[Exercise materials]
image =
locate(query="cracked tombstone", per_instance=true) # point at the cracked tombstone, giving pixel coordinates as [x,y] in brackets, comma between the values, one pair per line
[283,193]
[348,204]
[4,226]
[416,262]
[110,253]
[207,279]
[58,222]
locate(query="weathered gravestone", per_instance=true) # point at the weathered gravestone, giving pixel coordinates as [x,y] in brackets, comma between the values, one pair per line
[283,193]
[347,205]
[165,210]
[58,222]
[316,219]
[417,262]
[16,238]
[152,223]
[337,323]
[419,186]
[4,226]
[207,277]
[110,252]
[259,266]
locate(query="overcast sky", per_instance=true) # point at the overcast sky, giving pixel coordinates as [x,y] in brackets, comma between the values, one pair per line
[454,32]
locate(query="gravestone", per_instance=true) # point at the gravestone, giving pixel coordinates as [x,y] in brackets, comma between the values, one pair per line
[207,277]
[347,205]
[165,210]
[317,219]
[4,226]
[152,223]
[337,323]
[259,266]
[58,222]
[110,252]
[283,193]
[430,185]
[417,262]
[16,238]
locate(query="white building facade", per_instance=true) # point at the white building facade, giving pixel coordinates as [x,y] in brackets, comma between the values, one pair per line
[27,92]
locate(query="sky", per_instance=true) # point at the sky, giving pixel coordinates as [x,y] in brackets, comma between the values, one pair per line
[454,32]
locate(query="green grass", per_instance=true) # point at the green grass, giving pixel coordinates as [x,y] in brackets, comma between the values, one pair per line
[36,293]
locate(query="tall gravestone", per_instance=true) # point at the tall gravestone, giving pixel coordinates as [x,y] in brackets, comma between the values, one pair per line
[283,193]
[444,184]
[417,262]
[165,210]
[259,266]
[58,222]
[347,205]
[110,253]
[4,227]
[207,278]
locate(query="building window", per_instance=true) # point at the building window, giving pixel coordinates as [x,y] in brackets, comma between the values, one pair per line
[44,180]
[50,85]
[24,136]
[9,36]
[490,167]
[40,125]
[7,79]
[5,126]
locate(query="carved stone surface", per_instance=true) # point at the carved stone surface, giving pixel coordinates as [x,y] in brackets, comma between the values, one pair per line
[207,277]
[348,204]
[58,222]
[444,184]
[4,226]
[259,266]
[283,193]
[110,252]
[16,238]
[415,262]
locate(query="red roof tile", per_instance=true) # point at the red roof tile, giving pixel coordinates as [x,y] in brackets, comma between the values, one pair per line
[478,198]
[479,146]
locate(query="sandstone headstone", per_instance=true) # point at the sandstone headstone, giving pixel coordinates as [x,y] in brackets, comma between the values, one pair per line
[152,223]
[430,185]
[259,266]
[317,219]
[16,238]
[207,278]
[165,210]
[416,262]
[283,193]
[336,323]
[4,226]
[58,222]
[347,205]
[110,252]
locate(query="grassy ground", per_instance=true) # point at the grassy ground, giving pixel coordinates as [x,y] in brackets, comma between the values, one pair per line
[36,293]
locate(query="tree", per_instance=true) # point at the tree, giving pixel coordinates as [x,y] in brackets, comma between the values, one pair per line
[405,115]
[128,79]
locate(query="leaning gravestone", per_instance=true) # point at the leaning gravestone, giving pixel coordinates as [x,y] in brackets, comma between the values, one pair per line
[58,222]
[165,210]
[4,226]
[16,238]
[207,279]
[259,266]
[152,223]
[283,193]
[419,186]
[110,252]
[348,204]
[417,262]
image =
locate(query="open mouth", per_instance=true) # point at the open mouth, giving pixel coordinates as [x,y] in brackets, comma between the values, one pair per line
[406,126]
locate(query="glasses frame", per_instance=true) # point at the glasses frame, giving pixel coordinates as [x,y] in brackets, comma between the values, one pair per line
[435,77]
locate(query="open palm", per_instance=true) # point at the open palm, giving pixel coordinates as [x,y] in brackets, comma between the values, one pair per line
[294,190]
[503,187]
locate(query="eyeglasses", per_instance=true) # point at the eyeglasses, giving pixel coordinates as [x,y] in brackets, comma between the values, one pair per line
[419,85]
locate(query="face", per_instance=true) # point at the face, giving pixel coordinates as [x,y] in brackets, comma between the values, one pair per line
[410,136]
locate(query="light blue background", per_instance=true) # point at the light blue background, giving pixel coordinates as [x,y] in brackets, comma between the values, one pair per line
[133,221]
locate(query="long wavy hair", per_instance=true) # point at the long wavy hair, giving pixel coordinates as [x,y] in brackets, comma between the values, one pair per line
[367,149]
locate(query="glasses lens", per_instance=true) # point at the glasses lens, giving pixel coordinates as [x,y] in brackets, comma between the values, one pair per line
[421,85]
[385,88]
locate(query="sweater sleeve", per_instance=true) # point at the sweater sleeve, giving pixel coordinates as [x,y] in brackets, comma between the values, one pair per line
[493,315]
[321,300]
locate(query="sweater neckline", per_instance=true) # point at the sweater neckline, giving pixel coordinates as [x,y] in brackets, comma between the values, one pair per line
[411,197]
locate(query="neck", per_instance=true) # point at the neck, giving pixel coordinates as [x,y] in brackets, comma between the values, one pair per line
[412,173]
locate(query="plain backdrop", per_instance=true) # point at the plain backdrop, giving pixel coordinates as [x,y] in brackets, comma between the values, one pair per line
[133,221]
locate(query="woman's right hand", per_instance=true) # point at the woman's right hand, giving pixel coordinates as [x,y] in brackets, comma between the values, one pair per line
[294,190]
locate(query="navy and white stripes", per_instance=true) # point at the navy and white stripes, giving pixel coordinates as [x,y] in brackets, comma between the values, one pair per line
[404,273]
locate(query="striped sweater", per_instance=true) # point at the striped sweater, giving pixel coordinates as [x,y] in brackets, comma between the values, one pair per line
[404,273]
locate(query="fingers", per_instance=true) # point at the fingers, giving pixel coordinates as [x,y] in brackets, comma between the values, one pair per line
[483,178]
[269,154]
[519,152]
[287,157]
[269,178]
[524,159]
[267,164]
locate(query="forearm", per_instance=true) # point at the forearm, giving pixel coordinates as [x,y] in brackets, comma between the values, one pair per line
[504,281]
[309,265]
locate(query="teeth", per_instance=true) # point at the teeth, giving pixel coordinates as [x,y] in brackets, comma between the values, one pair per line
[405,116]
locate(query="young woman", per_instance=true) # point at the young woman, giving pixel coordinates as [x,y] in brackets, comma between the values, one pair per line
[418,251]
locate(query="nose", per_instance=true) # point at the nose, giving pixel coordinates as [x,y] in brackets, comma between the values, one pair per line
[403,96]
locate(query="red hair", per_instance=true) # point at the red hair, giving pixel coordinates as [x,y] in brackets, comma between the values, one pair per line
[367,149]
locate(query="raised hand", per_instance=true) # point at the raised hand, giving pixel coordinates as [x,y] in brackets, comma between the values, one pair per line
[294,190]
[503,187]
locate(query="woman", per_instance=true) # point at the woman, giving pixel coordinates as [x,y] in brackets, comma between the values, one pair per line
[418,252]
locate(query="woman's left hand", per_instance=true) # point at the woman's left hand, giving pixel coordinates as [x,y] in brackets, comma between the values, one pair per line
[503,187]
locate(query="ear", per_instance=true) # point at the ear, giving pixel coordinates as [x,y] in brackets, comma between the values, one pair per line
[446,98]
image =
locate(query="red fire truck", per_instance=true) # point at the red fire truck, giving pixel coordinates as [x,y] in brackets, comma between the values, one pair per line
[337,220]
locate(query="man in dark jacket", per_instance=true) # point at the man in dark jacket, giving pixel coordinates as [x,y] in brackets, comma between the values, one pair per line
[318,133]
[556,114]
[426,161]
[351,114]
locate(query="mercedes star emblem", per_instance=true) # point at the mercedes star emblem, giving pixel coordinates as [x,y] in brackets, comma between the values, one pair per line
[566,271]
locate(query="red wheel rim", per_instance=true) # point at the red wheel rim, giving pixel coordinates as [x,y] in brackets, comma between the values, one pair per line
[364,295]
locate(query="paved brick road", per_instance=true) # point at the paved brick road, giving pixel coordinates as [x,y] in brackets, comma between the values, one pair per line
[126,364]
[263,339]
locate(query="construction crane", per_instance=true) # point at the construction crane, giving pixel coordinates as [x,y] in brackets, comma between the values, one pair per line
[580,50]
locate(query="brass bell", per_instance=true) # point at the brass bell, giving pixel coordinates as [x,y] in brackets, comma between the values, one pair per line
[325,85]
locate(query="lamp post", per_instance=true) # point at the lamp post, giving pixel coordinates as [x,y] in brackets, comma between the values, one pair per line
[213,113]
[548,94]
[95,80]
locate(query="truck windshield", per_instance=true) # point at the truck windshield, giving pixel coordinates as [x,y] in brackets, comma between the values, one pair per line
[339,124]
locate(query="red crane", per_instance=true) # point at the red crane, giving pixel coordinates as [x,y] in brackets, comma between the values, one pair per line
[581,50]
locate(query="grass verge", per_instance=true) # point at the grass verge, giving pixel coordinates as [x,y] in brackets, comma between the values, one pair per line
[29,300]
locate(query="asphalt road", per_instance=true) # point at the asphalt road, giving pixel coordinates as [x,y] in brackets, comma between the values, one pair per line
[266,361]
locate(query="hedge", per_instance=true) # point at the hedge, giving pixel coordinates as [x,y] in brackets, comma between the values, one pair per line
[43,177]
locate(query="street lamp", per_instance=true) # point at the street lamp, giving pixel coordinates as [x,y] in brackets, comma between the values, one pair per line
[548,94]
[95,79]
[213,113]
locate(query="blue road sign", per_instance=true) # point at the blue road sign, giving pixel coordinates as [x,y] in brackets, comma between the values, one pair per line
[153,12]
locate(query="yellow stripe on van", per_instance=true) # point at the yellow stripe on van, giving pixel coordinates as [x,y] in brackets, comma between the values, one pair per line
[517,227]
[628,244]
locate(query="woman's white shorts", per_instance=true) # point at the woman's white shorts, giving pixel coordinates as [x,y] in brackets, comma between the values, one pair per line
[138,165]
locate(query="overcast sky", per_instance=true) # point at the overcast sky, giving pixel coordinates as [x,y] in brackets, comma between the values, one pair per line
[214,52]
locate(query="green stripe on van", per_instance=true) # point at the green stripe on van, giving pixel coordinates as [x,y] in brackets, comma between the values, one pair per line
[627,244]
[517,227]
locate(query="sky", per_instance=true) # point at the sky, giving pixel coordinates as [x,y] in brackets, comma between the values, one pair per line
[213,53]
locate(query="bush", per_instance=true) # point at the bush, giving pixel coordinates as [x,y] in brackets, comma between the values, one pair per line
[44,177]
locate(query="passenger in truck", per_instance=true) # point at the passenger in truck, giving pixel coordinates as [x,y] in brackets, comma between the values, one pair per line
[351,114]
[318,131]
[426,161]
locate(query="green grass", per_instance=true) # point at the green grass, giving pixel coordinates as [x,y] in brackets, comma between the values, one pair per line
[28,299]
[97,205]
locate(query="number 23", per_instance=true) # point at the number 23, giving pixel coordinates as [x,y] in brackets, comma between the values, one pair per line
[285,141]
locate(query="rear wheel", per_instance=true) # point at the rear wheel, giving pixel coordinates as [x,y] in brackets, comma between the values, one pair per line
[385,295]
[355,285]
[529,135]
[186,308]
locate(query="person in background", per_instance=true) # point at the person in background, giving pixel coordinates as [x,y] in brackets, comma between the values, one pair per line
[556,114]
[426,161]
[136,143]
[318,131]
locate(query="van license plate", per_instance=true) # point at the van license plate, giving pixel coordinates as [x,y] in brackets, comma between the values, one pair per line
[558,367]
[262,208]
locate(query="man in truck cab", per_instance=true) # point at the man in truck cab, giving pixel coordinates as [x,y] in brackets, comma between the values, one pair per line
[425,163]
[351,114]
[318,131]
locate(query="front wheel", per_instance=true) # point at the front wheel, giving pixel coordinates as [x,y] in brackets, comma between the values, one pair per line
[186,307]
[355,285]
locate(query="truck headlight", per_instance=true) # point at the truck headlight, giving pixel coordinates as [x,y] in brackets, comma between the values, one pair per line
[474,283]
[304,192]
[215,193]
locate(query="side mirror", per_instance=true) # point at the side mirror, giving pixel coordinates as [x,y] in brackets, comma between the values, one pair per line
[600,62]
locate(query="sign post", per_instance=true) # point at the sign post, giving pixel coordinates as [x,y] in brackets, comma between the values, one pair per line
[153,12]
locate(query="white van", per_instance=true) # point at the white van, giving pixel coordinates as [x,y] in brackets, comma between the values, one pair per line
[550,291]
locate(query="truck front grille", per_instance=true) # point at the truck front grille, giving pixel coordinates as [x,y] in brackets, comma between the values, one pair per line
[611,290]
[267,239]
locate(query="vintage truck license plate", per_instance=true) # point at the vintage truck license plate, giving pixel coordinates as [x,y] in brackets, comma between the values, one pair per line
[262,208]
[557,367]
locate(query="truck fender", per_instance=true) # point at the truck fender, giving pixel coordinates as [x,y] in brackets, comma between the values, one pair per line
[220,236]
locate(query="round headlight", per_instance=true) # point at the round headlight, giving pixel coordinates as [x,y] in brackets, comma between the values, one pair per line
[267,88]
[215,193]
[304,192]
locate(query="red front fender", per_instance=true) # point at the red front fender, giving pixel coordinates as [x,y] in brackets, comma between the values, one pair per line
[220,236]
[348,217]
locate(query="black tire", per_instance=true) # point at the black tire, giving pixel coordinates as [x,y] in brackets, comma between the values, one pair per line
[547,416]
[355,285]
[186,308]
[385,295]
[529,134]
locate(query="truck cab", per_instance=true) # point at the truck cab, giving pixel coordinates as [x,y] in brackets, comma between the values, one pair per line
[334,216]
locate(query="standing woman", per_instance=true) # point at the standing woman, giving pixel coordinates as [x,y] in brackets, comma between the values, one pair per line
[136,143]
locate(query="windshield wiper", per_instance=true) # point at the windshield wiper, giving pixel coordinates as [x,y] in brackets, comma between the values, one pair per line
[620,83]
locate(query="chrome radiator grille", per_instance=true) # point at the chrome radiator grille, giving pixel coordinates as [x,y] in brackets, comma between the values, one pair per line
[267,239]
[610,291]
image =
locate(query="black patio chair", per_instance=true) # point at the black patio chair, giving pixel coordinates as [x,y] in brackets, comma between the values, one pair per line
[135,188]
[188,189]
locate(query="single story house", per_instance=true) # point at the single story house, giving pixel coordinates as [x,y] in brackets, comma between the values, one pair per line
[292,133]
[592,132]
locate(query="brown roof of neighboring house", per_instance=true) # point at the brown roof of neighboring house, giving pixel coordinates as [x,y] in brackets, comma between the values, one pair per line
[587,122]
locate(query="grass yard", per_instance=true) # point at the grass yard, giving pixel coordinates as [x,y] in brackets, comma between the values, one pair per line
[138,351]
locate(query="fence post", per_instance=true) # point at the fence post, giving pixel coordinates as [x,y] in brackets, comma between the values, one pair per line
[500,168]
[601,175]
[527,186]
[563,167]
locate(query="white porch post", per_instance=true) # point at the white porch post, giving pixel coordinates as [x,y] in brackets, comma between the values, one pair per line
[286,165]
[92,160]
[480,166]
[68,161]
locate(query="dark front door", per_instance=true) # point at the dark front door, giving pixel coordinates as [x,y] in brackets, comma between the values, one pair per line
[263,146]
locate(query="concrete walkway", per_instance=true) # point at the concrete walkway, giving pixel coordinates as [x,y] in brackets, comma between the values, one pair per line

[Exercise] Reproduce, exactly and with nothing added, the lines from the one that includes "at the brown" through the last line of the material.

[Exercise answer]
locate(query="brown roof of neighboring house", per_instance=true) # point at the brown roof of neighboring house, giving pixel coordinates as [x,y] in brackets, comma between the values, one pair per line
[587,122]
locate(query="grass yard", per_instance=true) # point at the grass yard, giving pixel coordinates as [x,y] in brackets, comma between the values, one pair per line
[138,351]
locate(query="fence post", per_instance=true) # point at the fence post, giving pixel coordinates as [x,y] in brackets, comma between the values, one pair per line
[500,168]
[601,175]
[527,186]
[563,167]
locate(query="white porch post", per_instance=true) # point at the white porch post, giving pixel coordinates as [x,y] in brackets, comma between the values, one pair per line
[286,165]
[92,160]
[480,166]
[68,161]
locate(query="dark front door", per_instance=true) # point at the dark front door, giving pixel coordinates as [x,y] in brackets, comma between the values, one pair per line
[263,146]
locate(query="concrete walkway", per_instance=true) # point at the concrete walkway, giving pixel coordinates as [x,y] in brackets, comma between the values, one pair per line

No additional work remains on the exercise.